### COSA SI CHIEDE
1) Rispondi per favore a queste domande sull'articolo sul caso di Cinzia Pinna:
(a) In quale località Emanuele Ragnedda avrebbe detto di essere andato per comprare un divano nuovo?
(b) A quale medico legale è stata affidata l'autopsia?
(c) In quale chiesa saranno celebrati i funerali?
2) Prosegui l'articolo sul caso di Cinzia Pinna partendo dopo la sua ultima frase.

“Un cane è entrato in casa e io gli ho sparato”. Lo avrebbe detto Emanuele Ragnedda che, con queste parole, ha cercato di giustificare agli inquirenti le macchie di sangue ritrovate sul divano. “Ed è per questo che sono andato ad Arzachena per comprarne uno nuovo – avrebbe proseguito – perché non sono riuscito a toglierle”. Gli investigatori hanno valutato queste dichiarazioni con cautela, soprattutto dopo i rilievi effettuati dagli specialisti del Ris, il reparto di investigazioni scientifiche dei carabinieri, nella tenuta vinicola di Conca Entosa, nel territorio di Palau.
Nella giornata di ieri, all’Istituto di medicina legale di Sassari, è stata effettuata l’autopsia sul corpo di Cinzia Pinna, affidata al medico legale Salvatore Lorenzoni. “Non era in buone condizioni”, ha dichiarato lo specialista, considerando che il corpo senza vita della vittima era rimasto a lungo all’aria aperta. Una certezza, al momento, è che non ci sarebbe stata violenza sessuale.
Domani, alle 16, nella cattedrale di Sant’Antonio Abate a Castelsardo, saranno celebrati i funerali di Cinzia Pinna.

[Voci di dati]

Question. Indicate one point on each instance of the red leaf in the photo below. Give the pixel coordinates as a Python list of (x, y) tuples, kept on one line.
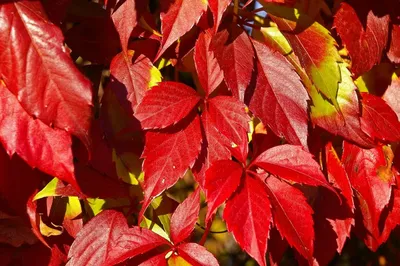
[(167, 156), (337, 175), (185, 217), (392, 96), (166, 104), (132, 74), (361, 41), (37, 69), (38, 144), (218, 8), (125, 19), (236, 59), (378, 119), (107, 240), (197, 255), (292, 215), (222, 179), (248, 216), (179, 19), (293, 164), (372, 179), (280, 103), (393, 218), (210, 75), (230, 118), (214, 148), (394, 50)]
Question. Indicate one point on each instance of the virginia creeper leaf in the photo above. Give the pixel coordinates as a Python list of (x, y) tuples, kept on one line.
[(185, 217), (314, 46), (166, 104), (392, 96), (371, 177), (167, 156), (293, 164), (218, 8), (42, 147), (134, 74), (248, 216), (394, 50), (337, 175), (347, 122), (222, 179), (107, 240), (236, 59), (365, 45), (230, 118), (179, 19), (378, 119), (214, 148), (280, 103), (37, 69), (125, 19), (197, 255), (210, 75), (292, 215)]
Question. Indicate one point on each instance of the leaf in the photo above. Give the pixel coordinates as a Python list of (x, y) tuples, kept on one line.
[(167, 156), (378, 119), (179, 19), (359, 40), (214, 148), (280, 103), (107, 240), (125, 19), (314, 46), (248, 216), (42, 147), (292, 215), (337, 175), (293, 164), (222, 179), (345, 123), (230, 118), (196, 254), (166, 104), (133, 75), (394, 50), (37, 69), (185, 217), (218, 8), (372, 179), (236, 59), (392, 96), (210, 75)]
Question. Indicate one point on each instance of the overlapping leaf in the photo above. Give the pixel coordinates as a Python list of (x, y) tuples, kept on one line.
[(236, 59), (167, 156), (361, 41), (37, 69), (179, 19), (222, 179), (42, 147), (248, 217), (280, 103), (378, 119), (292, 215), (166, 104), (107, 240), (210, 75), (314, 46)]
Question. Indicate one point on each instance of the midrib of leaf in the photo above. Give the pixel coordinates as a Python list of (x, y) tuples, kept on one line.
[(58, 91), (286, 216)]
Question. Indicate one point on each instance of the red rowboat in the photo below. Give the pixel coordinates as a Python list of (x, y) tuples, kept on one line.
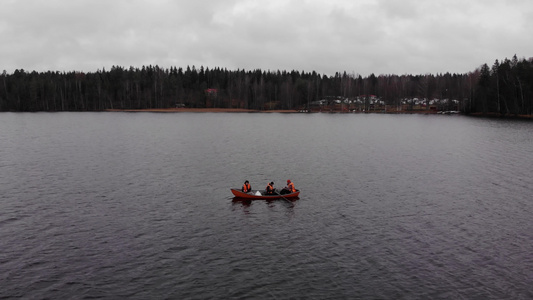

### RISPOSTE QUI SOTTO
1)
(a) Ad Arzachena.
(b) A Salvatore Lorenzoni.
(c) Nella cattedrale di Sant'Antonio Abate a Castelsardo.

2)
'Mio figlio non è un mostro', parla il padre di Ragnedda
“Secondo me, quella maledetta notte Emanuele ha dovuto scegliere se vivere o morire. Io la penso così. Almeno questo è quello che mi sento e che ho capito dai racconti di mio figlio”.
Mario Ragnedda, padre di Emanuele, reo confesso dell’omicidio di Cinzia Pinna, non ha dubbi.
“Emanuele mi ha detto che, dopo una serata trascorsa a Palau in un locale, lei gli ha chiesto un passaggio – assicura – ma non aveva una casa dove andare a dormire. Poi ho anche saputo che quella sera non si è sentita bene. E lui – conferma – l’ha portata nella nostra tenuta di Conca Entosa. Poi non so cosa sia successo. Sicuramente le cose sono degenerate, considerando quello che è accaduto”.
Il padre di Emanuele è andato più volte a trovarlo nel carcere di Bancali, dove è stato trasferito da quello di Nuchis. “Emanuele è molto dispiaciuto e turbato – racconta ai giornalisti – ma sta abbastanza bene.
Vorrebbe far capire a tutti i motivi del suo gesto – spiega – con me lo ha fatto. Io sono il padre, e il padre resta un padre. Nonostante tutto il male che mio figlio possa aver provocato. Non dormo la notte – assicura Mario Ragnedda – pensando a Cinzia e alla sua famiglia. Poteva essere mia figlia. Poi saranno gli inquirenti a stabilire cosa sia accaduto quella maledetta notte – conclude – Emanuele mi ha assicurato che è stato aggredito e che aveva paura per la propria vita. Ripeto, è sempre mio figlio. Purtroppo, però, è andata così”.